→ **What the task requires**: Repeat each line exactly as it is written.

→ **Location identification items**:

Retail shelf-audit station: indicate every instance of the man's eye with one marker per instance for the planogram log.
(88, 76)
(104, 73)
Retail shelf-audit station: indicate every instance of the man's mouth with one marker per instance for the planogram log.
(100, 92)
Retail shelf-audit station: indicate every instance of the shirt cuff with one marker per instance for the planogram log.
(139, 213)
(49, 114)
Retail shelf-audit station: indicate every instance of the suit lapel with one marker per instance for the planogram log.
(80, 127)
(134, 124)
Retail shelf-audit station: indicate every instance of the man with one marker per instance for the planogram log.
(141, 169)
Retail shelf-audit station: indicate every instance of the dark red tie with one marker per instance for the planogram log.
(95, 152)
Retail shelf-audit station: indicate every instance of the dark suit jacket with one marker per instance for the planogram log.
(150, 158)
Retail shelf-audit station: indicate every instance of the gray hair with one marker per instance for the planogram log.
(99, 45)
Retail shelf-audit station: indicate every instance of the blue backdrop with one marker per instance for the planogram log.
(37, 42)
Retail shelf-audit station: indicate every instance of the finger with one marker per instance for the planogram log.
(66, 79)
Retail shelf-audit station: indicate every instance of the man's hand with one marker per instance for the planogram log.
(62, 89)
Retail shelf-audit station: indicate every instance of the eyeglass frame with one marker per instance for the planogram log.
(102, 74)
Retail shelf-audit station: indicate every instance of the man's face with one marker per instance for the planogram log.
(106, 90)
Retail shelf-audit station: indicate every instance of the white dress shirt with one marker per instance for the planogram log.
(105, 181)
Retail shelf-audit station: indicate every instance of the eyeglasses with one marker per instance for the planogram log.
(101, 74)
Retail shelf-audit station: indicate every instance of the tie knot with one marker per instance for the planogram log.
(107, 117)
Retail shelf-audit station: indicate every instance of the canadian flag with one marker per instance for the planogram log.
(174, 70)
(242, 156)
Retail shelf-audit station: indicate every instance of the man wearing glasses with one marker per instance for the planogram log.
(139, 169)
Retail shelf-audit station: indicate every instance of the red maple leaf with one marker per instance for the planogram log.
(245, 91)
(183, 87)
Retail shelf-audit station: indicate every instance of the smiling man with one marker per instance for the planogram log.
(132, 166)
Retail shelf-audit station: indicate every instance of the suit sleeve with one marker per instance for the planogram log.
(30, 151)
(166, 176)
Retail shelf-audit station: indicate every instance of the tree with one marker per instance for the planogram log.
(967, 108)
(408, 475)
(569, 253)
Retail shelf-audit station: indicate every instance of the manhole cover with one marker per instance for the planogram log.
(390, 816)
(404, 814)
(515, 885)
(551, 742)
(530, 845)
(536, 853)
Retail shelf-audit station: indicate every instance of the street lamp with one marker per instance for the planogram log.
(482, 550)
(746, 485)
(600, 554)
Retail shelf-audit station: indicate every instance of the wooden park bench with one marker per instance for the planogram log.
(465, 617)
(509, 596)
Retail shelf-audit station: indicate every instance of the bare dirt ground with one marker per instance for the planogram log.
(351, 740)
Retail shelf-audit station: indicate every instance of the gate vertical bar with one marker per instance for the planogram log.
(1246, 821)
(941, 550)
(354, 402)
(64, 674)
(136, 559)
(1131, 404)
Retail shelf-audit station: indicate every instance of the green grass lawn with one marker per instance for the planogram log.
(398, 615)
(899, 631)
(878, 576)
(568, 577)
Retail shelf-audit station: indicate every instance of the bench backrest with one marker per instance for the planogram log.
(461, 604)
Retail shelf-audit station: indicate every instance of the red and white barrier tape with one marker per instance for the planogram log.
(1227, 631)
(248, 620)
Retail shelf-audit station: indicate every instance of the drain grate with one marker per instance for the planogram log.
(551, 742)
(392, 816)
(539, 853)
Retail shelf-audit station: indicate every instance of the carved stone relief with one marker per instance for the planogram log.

→ **Written response**:
Retail shelf-audit station: indicate every instance of the man's eye with one marker per instance for the planogram log.
(88, 76)
(104, 73)
Retail shelf-audit station: indicate every instance of the man's mouth with one marker per instance for the planogram log.
(100, 92)
Retail shelf-audit station: indicate every instance of the shirt cuff with one marker per instance for the planogram log.
(139, 213)
(49, 114)
Retail shelf-audit station: indicate every instance of the suit lapel with one marker per instance for the planogram log.
(80, 127)
(134, 124)
Retail shelf-audit station: indicate every instance of the man with one marker per instance for the planogram log.
(141, 169)
Retail shelf-audit station: indicate every instance of the dark red tie with one marker per instance for the planogram log.
(95, 152)
Retail shelf-audit station: indicate every instance of the dark suit jacket with one marker per instance for the planogram log.
(150, 158)
Retail shelf-audit station: indicate every instance of the gray hair with one marker per instance for the planogram log.
(99, 45)
Retail shelf-audit station: indicate every instance of the blue backdrop with one marker per instance for the planogram log.
(37, 42)
Retail shelf-audit station: indicate every instance of the finger with one marker per instance for the planogram log.
(66, 79)
Retail shelf-audit station: indicate every instance of the man's hand with one marker per instance for the planogram log.
(62, 89)
Retail shelf-audit station: indicate every instance of the eyeglass frame with one marker per instance for the planogram log.
(102, 74)
Retail shelf-audit station: indicate every instance of the man's face with one marker per instance for the planogram log.
(106, 90)
Retail shelf-audit station: indicate every instance of the white dress shirt with one marker per instance for the planogram log.
(105, 181)
Retail shelf-audit station: indicate every instance of the eyeglasses with one marker per instance for the planogram log.
(101, 74)
Retail shelf-audit station: indicate every instance of the tie knot with one marker per instance for the planogram log.
(107, 117)
Retail shelf-audit station: indicate every instance of the canadian flag with one marker per instance for the planogram log.
(174, 70)
(242, 156)
Retail shelf-audit station: indicate every instance of the man wearing glasses with one marker per instance for the planogram log.
(139, 169)
Retail shelf-audit station: indicate every instance of the red maple leaf with one marker per instance for the planogram log.
(245, 91)
(183, 87)
Retail shelf-audit station: indicate every instance of the smiling man with one marker per instance for the planogram log.
(132, 166)
Retail shelf-audit station: indicate every instance of the suit sleeve with one marker per instance for the planogram log.
(30, 151)
(166, 176)
Retail shelf-audit station: indicate every instance of the tree with one marker per instance for the planogram log.
(967, 108)
(408, 475)
(569, 253)
Retail shelf-audit station: indicate every instance of the manhole cover with one marker per instance for the planogram log.
(390, 816)
(404, 814)
(515, 885)
(551, 742)
(530, 845)
(536, 853)
Retail shelf-audit station: indicate every instance of the street lamp with one marker per instance for the planogram log.
(482, 550)
(746, 485)
(600, 554)
Retail shelf-audit station: indicate every instance of the wooden park bench with one marker per instance for the planogram log.
(465, 617)
(509, 596)
Retail shelf-audit station: indicate every instance of the bare dirt ground with one marker per instance for the planogram log.
(351, 740)
Retail shelf-audit station: indicate every instance of the gate vertical bar with one marker per instance for the planogram log.
(1246, 821)
(941, 550)
(354, 402)
(64, 674)
(136, 559)
(1131, 404)
Retail shelf-audit station: indicate every instance of the green grass lawn with one marker per instance for the planogram log.
(398, 615)
(899, 631)
(878, 576)
(568, 577)
Retail shelf-audit station: indicate every instance of the bench backrest with one marker per instance for the planogram log.
(461, 604)
Retail shelf-audit station: indicate every instance of the red and white barrier tape with one marker per instance for the planogram log.
(1227, 631)
(248, 620)
Retail shelf-audit station: indicate every instance of the drain grate with one marker per instance for the planogram log.
(551, 742)
(392, 816)
(539, 853)
Retail shelf-audit station: indicate every instance of the carved stone relief with one marker per instance for the planogram log.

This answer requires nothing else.